◆ **Aim of the exercise**:
Copy all of the records below exactly, line for line, but leave out the pictures.

►

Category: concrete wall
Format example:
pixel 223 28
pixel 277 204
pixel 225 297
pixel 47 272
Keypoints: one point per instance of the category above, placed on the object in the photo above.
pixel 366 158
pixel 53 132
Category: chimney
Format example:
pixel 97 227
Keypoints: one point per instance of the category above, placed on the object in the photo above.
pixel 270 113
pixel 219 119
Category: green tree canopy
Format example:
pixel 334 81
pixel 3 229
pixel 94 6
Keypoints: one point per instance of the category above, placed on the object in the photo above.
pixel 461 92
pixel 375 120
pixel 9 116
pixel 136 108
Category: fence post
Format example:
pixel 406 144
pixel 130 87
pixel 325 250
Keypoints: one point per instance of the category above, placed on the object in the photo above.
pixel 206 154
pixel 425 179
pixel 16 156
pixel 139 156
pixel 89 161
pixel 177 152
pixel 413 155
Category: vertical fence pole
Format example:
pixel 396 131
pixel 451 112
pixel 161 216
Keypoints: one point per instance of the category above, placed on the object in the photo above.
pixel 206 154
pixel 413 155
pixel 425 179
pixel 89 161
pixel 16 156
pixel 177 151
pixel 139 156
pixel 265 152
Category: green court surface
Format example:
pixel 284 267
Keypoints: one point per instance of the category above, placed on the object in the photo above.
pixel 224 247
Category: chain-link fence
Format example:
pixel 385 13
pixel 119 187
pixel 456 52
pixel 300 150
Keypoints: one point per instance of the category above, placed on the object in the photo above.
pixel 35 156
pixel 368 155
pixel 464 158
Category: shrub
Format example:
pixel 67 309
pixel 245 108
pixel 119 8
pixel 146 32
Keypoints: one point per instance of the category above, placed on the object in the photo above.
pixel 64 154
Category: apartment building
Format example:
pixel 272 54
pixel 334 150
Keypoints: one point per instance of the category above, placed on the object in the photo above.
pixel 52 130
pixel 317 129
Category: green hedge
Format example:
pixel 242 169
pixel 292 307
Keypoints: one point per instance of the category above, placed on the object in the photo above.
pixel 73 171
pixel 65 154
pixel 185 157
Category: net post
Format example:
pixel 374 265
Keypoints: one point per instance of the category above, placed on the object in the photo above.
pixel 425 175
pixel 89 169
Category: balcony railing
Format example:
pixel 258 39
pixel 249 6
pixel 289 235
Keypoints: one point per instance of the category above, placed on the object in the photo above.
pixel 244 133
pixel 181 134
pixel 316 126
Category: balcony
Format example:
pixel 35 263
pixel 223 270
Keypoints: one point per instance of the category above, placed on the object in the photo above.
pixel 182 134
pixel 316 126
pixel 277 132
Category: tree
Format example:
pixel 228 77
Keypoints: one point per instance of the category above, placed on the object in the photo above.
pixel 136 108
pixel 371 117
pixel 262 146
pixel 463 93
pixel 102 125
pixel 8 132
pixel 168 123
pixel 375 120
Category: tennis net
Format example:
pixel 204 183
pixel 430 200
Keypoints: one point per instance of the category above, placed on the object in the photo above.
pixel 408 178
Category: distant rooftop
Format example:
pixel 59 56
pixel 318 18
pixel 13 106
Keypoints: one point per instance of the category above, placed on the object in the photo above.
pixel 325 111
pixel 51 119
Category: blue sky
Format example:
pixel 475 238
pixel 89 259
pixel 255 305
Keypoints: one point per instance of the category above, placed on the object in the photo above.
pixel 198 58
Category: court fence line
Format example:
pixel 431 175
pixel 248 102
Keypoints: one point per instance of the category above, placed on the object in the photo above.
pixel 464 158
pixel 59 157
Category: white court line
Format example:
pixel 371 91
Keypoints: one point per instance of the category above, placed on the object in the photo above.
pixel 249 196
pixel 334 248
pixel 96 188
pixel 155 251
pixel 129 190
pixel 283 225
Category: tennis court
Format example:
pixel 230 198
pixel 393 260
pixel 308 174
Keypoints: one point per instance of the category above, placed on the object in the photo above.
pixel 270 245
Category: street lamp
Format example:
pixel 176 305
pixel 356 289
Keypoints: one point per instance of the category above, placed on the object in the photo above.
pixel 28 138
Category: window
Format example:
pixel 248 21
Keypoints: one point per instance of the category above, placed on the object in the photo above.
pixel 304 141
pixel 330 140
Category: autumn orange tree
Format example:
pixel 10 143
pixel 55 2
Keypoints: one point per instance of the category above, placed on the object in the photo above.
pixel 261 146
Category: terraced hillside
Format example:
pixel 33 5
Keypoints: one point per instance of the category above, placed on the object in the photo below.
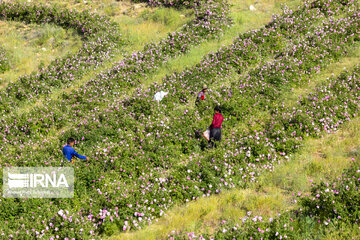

◄

◆ **Solution to this exercise**:
Category: concrete wall
Format example:
pixel 223 28
pixel 277 204
pixel 225 297
pixel 47 272
Keypoints: one point per instance of the category above, placed on the object in the photo above.
pixel 366 158
pixel 53 132
Category: chimney
Format example:
pixel 97 227
Keypoints: one point per instance of the category above, placed on the object in the photo above.
pixel 270 113
pixel 219 119
Category: green tree canopy
Format example:
pixel 334 81
pixel 3 229
pixel 94 6
Keypoints: one point per instance of the category above, placed on the object in the photo above.
pixel 461 92
pixel 375 120
pixel 9 116
pixel 136 108
Category: fence post
Format example:
pixel 406 144
pixel 130 87
pixel 325 250
Keypoints: one point per instance of the category above, placed on the object in the photo above.
pixel 206 154
pixel 425 179
pixel 16 156
pixel 139 156
pixel 89 161
pixel 177 152
pixel 413 155
Category: vertical fence pole
Format example:
pixel 396 131
pixel 451 112
pixel 161 216
Keypoints: one point per instance of the category above, placed on the object in the photo above.
pixel 206 154
pixel 413 155
pixel 425 179
pixel 89 161
pixel 16 156
pixel 177 151
pixel 139 156
pixel 265 152
Category: green court surface
Format example:
pixel 284 267
Keypoints: one point per instance of the category above, placed on the object in the photo above.
pixel 224 247
Category: chain-link fence
Format example:
pixel 385 13
pixel 119 187
pixel 456 52
pixel 300 150
Keypoints: one point per instance of the category above, placed on the object in the photo above.
pixel 35 156
pixel 368 155
pixel 464 158
Category: shrub
Format example:
pixel 67 309
pixel 245 108
pixel 119 8
pixel 146 32
Keypoints: one point per instance of the category above, placed on the object in the photo above.
pixel 64 154
Category: apartment building
Format example:
pixel 272 54
pixel 334 150
Keypoints: one point per instance of the category above, placed on the object in the photo above.
pixel 52 130
pixel 317 129
Category: green hedge
Format example:
pixel 242 169
pixel 292 307
Keypoints: one point per instance of the category above, placed on the object in the photo above.
pixel 73 171
pixel 65 154
pixel 185 157
Category: net post
Format example:
pixel 374 265
Keypoints: one point per instance of the category above, placed on the object in the photo above.
pixel 425 175
pixel 89 169
Category: balcony railing
Format example:
pixel 258 39
pixel 249 6
pixel 289 235
Keypoints: one point per instance of the category above, placed on the object in the photo above.
pixel 244 133
pixel 181 134
pixel 316 126
Category: balcony
Format example:
pixel 35 263
pixel 223 270
Keypoints: one point per instance of the category above, placed on the object in the photo above.
pixel 182 134
pixel 316 126
pixel 277 132
Category: tree
Format example:
pixel 228 77
Keypoints: one point per instance of the category above, placed on the object in the photo above.
pixel 136 108
pixel 371 117
pixel 262 146
pixel 463 93
pixel 102 125
pixel 8 132
pixel 168 123
pixel 375 120
Category: tennis net
Format example:
pixel 204 183
pixel 430 200
Keypoints: one point per instance of the category above, placed on the object in the photo above.
pixel 408 178
Category: distant rooftop
Format example:
pixel 59 56
pixel 318 18
pixel 13 106
Keypoints: one point per instance of the category above, placed on the object in the photo above.
pixel 325 111
pixel 51 119
Category: blue sky
Format example:
pixel 475 238
pixel 89 259
pixel 255 305
Keypoints: one point per instance of the category above, placed on the object in the photo above.
pixel 198 58
Category: court fence line
Format example:
pixel 431 175
pixel 248 102
Keypoints: one point per instance of the category above, placed on the object in the photo above.
pixel 464 158
pixel 59 157
Category: white court line
Format example:
pixel 371 91
Keypoints: one point per instance of the category above, placed on the object in the photo above.
pixel 249 196
pixel 334 248
pixel 96 188
pixel 155 251
pixel 129 190
pixel 283 225
Category: tennis court
Format example:
pixel 230 198
pixel 393 260
pixel 308 174
Keypoints: one point per instance of the category above, placed on the object in the photo above.
pixel 270 245
Category: street lamp
Format example:
pixel 176 305
pixel 356 289
Keypoints: one point per instance of the category above, placed on the object in the photo above.
pixel 28 138
Category: window
Format example:
pixel 248 21
Keypoints: one point per instance of the category above, placed on the object in the photo above.
pixel 304 141
pixel 330 140
Category: autumn orange tree
Format example:
pixel 10 143
pixel 55 2
Keypoints: one point per instance of the category above, placed on the object in the photo above.
pixel 261 146
Category: terraced hillside
Format example:
pixel 33 5
Keypoints: one point per instance of the category above, placed on the object in the photo below.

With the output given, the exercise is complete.